→ WHAT IS EXPECTED
The response must contain every line from the records below that has "nose".

DATASET ENTRIES START

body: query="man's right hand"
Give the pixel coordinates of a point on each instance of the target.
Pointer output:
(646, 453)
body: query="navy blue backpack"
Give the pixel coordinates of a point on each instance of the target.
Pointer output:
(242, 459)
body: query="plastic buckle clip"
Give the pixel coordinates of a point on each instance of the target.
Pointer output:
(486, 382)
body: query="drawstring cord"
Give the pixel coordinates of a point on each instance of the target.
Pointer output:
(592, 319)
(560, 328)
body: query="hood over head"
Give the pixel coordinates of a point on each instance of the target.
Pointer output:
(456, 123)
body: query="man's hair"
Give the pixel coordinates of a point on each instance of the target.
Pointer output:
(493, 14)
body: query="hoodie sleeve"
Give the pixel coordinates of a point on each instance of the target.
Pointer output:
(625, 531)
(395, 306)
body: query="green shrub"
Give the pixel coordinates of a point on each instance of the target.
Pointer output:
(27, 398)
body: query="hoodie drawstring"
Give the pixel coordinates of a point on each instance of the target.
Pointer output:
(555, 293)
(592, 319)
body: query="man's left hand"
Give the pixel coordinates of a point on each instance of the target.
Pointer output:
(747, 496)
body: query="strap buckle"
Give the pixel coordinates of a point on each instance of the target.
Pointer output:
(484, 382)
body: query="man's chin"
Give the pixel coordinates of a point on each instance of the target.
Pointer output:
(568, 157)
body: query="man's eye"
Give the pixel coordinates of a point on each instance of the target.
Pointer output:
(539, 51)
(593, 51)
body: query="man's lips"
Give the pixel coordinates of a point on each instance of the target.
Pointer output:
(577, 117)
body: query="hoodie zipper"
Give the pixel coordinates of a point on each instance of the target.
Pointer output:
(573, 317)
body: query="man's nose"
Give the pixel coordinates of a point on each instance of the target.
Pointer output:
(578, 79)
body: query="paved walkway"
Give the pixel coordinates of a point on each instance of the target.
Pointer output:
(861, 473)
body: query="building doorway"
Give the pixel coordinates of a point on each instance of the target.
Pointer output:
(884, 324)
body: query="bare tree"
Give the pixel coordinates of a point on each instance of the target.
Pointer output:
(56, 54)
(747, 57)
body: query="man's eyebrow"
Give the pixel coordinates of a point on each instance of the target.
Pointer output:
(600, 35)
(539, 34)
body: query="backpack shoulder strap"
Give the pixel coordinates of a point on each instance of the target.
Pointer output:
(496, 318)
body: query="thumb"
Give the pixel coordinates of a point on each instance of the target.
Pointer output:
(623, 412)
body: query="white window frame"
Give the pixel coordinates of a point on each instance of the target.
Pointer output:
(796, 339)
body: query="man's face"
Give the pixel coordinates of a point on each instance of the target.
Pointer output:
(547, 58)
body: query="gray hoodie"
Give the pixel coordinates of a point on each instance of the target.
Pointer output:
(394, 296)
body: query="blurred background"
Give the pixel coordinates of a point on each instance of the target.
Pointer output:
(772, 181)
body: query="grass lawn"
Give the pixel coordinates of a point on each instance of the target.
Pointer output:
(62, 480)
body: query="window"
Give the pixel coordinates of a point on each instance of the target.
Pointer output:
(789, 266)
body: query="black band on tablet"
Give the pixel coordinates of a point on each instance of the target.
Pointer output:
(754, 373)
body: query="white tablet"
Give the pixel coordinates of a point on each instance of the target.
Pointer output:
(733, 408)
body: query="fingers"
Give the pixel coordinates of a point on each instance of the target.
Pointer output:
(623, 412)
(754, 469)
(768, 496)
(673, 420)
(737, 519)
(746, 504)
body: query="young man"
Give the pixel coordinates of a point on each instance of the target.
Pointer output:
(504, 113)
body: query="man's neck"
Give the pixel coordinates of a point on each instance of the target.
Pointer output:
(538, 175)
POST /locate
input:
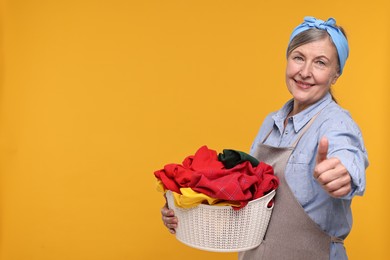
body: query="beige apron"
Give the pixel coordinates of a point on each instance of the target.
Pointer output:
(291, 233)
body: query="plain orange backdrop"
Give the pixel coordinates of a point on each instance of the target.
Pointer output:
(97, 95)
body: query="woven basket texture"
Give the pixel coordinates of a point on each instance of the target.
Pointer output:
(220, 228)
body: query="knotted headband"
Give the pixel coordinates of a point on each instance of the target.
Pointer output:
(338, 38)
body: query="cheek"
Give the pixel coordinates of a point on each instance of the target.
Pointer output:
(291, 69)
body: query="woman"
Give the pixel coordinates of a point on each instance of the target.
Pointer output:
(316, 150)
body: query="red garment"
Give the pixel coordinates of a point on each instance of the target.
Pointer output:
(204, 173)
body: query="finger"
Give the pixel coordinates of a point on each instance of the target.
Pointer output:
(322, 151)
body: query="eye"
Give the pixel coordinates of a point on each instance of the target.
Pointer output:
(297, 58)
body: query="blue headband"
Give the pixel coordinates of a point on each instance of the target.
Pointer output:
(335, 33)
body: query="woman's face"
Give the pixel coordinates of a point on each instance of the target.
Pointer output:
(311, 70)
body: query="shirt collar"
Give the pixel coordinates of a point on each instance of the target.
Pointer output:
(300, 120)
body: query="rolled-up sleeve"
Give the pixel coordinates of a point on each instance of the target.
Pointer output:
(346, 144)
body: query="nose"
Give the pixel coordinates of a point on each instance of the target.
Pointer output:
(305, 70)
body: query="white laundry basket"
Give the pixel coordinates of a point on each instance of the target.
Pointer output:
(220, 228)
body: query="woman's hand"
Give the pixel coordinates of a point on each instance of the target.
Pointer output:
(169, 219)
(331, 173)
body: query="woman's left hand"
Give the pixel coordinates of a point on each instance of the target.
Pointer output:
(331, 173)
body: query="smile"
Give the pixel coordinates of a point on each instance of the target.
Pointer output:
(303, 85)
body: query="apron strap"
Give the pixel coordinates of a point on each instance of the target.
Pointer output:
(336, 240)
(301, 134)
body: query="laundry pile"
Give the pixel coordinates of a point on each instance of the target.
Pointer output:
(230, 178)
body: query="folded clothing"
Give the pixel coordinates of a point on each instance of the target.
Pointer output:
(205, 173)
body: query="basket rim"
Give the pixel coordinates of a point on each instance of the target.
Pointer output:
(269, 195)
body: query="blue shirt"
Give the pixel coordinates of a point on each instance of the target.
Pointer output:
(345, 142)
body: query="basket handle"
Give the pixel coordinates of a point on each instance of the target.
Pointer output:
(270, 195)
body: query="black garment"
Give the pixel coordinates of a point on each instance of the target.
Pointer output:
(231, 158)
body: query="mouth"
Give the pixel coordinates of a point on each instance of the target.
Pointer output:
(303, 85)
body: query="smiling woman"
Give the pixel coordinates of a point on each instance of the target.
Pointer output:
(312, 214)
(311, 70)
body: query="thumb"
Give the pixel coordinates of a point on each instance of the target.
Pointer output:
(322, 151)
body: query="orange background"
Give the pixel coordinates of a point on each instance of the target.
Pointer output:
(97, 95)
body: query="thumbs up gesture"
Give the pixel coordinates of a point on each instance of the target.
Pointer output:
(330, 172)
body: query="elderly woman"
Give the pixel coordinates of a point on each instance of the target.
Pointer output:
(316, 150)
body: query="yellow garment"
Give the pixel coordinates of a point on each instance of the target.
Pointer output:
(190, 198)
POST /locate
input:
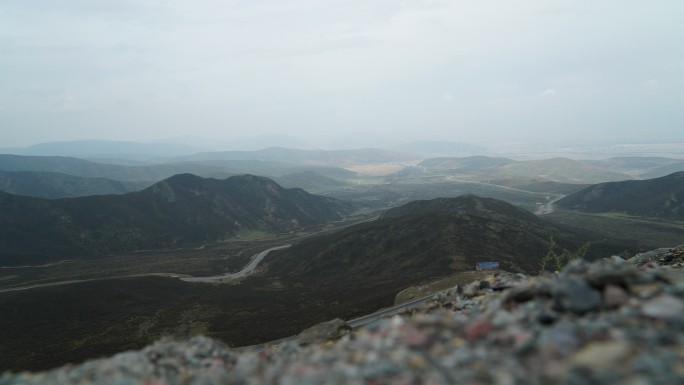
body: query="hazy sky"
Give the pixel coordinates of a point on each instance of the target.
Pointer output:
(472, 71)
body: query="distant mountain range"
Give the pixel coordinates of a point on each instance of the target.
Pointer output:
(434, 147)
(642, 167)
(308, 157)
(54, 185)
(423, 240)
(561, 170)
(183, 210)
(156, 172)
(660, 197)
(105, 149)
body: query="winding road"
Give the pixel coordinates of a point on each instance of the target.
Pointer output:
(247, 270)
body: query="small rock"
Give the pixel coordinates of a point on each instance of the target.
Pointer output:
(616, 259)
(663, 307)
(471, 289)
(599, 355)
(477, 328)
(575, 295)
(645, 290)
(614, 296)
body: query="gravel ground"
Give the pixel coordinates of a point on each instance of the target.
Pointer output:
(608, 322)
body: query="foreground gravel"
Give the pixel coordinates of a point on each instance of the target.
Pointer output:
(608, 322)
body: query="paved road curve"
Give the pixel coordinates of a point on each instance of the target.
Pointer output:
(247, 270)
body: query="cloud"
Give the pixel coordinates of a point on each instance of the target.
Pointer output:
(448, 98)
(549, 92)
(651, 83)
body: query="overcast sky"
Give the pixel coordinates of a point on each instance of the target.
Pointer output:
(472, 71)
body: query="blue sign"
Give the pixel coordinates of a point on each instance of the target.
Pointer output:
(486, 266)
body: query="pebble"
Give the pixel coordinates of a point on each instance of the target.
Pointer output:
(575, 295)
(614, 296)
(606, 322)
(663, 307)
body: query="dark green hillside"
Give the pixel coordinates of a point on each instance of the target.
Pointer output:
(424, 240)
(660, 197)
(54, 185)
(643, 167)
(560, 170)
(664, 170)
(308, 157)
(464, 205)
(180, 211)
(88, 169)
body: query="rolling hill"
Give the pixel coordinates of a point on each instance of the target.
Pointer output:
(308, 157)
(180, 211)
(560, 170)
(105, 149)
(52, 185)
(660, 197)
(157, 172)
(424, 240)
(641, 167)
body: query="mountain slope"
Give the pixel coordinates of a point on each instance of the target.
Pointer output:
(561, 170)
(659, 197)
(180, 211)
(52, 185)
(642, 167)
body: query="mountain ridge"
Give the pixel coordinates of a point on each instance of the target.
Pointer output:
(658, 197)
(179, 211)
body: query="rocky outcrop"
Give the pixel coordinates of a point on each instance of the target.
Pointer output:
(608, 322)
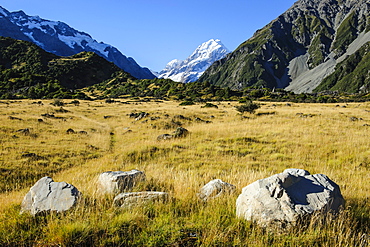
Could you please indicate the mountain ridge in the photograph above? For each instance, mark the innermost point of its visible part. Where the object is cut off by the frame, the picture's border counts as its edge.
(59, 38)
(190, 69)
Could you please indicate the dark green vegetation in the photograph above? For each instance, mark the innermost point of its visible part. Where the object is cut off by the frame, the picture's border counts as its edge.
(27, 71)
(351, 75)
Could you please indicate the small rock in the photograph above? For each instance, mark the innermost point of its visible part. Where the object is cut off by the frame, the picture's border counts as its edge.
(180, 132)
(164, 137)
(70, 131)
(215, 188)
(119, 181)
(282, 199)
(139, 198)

DATASET ENTRIES END
DATASET ENTRIES START

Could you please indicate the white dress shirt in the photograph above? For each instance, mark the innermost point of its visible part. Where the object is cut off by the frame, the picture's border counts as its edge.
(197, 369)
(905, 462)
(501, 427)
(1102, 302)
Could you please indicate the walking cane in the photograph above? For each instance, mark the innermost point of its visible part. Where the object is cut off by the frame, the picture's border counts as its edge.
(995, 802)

DATASET ENTRIES END

→ FINISHED EXERCISE
body: query="man's nose"
body: query="nose"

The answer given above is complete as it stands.